Il n’est pas impossible que les occupants allemands se soient installés dans la villa Marie ainsi que dans l’ancienne maison de Mlle BEL pour loger des officiers d’autant que leur Kommandantur était située au Rond-Point du Prieuré. Cela reste à certifier par les archives, notamment par les déclarations des dommages de guerre des propriétaires. Des images souvenirs des militaires allemands peuvent se retrouver en vente un jour ou l’autre. Des rumeurs de collaboration horizontale entre juin 1940 et aout 1944 ont circulé et des femmes ont été tondues à Gournay.
Gournay est libéré par les Américains le 27 août 1944 et le Comité local de libération constitué le 28 août 1944 est dirigé par Édouard LE PICHON sans la totalité des attributions communale.
La municipalité sortie des urnes en avril 1945 est 100% issue de l’Union Patriotique Républicaine qui comprenait 7 communistes dont M Félix MERCADIER, PCF, qui fut élu maire. La finalisation de la succession MARIE n’était pas en vue, l’acquisition par la commune n’a pas été envisagée. Il ne fallait pas être grand clerc pour comprendre que la succession MARIE était alors satisfaite de voir l’État pour le compte de la Direction Générale de l’Éducation et de la Jeunesse, réquisitionner la propriété MARIE moyennant une indemnité d’occupation temporaire pour sa mise à la disposition de l’O.S.E.
L’Œuvre de Secours aux Enfants (O.S.E.), était la branche française d’une structure internationale de la communauté juive créée par des médecins hygiénistes qui œuvre depuis des dizaines d’années, en Europe, en France notamment, pour les réfugiés juifs de l’est.
L’Oeuvre de Secours aux Enfants O.S.E.
En 1945, l’O.S.E. se chargeait en priorité des orphelins et des enfants déplacés sans nouvelle de leurs parents déportés. Certains enfants et adolescents souffraient de dénutrition et de troubles squelettiques qui nécessitaient des soins médicaux et de réadaptation comme la kinésithérapie et la gymnastique. En même temps, l’O.S.E. qui poursuivait son apostolat de l’hygiénisme, souhaitait former pour ses propres besoins et mettre à l’épreuve pratique des moniteurs pour maison d’enfants et société sportives avec le soutien de l’administration générale des sports et de la jeunesse.
En juillet 1945 Georges Loinger[32] est le chef de la section Éducation physique au bureau de la Direction Centrale à Paris de l’Œuvre de Secours aux Enfants.
« l’OSE me demande de monter une école de moniteurs sportifs à Gournay-sur-Marne. Aussitôt dit, aussitôt fait avec en plus la bénédiction et l’appui du ministère de la Jeunesse et des Sports très intéressé par le projet. »

------------------------------------

• [QUESTIONS À TRAITER]
[1] D'après le texte sur Gournay et l'O.S.E., à quelle date les Américains libèrent-ils Gournay ?
[2] Dans le texte sur Gournay et l'O.S.E., pourquoi certains enfants et adolescents pris en charge en 1945 avaient-ils besoin de soins comme la kinésithérapie et la gymnastique ?
[3] Poursuivez le texte sur Gournay et l'O.S.E. à partir de sa dernière phrase.
Les entrées ne sont d'aucune utilité pour ce travail.

------------------------------------

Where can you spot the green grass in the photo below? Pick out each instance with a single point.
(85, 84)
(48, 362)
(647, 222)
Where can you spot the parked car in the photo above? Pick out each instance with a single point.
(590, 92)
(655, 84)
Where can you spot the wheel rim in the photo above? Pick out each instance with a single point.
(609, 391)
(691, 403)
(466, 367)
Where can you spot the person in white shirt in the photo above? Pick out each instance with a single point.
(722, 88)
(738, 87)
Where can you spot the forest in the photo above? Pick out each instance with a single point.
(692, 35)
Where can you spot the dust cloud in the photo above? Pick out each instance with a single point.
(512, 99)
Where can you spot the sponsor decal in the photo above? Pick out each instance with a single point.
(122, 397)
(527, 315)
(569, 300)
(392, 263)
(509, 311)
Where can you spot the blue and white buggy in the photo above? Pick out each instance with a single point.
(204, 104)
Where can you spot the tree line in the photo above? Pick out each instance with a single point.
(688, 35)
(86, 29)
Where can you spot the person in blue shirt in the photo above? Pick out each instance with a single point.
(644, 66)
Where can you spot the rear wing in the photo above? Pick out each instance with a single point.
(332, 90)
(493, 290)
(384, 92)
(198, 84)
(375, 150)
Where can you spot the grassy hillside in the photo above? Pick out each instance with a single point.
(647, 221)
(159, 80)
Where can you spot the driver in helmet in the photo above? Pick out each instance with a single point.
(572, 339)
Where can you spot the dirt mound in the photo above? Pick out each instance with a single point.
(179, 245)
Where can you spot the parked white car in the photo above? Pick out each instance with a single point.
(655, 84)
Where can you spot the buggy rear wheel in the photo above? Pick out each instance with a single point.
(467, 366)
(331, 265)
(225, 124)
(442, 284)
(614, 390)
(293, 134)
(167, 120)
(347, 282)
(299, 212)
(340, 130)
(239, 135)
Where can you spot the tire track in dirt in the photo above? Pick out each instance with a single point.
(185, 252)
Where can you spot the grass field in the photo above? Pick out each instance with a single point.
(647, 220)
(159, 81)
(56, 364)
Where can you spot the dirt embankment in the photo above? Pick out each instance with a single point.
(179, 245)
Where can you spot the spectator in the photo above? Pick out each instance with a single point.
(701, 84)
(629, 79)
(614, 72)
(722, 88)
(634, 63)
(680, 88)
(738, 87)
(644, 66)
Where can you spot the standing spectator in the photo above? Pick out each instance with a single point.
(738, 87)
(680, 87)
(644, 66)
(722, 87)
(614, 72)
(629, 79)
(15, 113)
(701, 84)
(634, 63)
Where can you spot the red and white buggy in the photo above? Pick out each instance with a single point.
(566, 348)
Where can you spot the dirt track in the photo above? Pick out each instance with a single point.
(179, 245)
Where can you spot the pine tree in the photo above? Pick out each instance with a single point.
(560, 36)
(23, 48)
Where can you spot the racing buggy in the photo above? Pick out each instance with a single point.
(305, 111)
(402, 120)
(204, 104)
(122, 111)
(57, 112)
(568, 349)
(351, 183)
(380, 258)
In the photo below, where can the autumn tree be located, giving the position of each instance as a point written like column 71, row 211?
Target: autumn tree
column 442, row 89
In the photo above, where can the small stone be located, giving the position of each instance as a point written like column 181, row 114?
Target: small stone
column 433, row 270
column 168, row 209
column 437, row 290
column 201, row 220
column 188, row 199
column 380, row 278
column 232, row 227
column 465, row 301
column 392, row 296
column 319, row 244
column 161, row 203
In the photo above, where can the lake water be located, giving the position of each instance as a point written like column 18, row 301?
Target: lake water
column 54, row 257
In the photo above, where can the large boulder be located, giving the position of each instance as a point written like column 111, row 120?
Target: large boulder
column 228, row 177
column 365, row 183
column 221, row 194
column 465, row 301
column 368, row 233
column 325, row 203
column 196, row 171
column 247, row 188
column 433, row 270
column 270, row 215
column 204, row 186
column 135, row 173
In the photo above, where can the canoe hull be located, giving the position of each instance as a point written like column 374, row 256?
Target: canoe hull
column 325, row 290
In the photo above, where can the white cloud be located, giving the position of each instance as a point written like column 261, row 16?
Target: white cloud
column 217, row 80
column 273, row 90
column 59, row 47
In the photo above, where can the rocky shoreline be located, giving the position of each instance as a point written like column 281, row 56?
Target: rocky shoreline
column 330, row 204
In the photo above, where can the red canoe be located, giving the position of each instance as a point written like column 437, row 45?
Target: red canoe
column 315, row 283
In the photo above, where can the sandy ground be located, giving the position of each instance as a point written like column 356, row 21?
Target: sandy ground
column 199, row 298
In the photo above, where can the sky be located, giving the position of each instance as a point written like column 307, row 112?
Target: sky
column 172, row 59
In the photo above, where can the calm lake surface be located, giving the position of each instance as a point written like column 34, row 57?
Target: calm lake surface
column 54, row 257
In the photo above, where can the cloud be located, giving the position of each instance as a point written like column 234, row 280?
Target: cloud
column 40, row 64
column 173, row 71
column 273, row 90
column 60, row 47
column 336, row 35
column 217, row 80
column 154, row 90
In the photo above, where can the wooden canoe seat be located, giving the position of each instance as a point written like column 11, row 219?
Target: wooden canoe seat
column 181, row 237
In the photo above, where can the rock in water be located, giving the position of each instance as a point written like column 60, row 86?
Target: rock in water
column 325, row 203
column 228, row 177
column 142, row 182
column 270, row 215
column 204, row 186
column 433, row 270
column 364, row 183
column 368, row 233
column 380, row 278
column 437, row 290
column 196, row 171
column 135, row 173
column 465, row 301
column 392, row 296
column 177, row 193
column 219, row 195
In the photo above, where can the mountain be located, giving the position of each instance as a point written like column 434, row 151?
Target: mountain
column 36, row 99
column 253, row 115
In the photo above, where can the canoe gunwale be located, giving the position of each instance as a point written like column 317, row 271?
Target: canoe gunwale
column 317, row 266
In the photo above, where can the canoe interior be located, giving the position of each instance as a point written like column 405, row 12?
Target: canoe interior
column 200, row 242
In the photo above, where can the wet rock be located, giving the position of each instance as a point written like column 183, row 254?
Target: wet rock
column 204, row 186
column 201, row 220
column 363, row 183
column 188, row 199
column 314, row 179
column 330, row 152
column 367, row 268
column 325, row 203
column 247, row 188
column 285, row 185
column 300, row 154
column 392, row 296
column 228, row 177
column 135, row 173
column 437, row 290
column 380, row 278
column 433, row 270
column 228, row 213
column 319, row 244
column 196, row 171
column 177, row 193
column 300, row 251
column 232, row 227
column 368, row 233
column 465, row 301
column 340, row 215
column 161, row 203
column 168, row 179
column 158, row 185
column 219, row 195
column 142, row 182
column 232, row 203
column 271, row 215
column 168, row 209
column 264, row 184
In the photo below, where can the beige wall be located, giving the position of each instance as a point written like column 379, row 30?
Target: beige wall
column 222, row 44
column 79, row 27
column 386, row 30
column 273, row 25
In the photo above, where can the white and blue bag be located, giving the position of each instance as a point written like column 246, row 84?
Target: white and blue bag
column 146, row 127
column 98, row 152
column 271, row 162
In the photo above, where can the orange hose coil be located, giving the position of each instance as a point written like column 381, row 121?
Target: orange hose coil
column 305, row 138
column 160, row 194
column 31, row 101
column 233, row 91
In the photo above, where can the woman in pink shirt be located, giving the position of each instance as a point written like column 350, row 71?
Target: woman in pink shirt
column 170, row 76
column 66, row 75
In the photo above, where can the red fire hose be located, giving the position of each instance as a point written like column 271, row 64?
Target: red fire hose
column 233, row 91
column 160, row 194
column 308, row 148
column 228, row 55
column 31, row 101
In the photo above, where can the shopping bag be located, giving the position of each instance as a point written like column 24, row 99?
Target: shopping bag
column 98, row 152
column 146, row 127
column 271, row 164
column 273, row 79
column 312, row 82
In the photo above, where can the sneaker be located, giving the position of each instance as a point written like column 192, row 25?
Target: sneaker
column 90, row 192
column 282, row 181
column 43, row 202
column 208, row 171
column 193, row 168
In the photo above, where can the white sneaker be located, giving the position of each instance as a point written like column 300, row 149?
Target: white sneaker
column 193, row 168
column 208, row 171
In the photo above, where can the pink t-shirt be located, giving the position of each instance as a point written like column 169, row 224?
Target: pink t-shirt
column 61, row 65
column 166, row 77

------------------------------------

• [RÉPONSES ATTENDUES]
[1] Le 27 août 1944.

[2] Ils souffraient de dénutrition et de troubles squelettiques. Ces troubles nécessitaient des soins médicaux et de réadaptation.

[3]
Georges Loinger embauche son second Maurice Brauch, un jeune, survivant de Buchenwald.
« Est installé à Gournay un internat pour les apprentis moniteurs, mais également pour quelques enfants ayant besoin de gymnastique corrective et donc de soins suivis ».
– United States Holocaust Memorial Museum. photo © Walter Limot
Des travaux d’adaptation des locaux furent réalisés. Le centre O.S.E. de Gournay devait comprendre :
1° l’hébergement sous le statut d’une auberge de jeunesse : disposant d’un dortoir garçons et d’un dortoirs filles, d’une cantine.
2° l’instruction et la formation avec du personnel spécialisé dans des salles de classes,
3° les activités physiques d’entrainement : Salles de kiné et de culture physique…Terrains de sport (volley, basket, agrès, etc.)
Droit et Liberté 29 novembre 1945
« En octobre 1945, G. Loinger ouvre l’école de Gournay-sur-Marne, où une vingtaine de jeunes reçoivent leur première formation de moniteurs . »[33]
Les cours principaux pour élèves moniteurs devaient y être assurés par M. Maurice Baquet[34] Directeur Technique du Collège National de Joinville. Mais il fut nommé fin 1945 Directeur-adjoint de l’INS (futur INSEP de Joinville le Pont) et n’eut probablement pas le temps de faire tout ce qui était prévu pour l’O.S.E. de Gournay.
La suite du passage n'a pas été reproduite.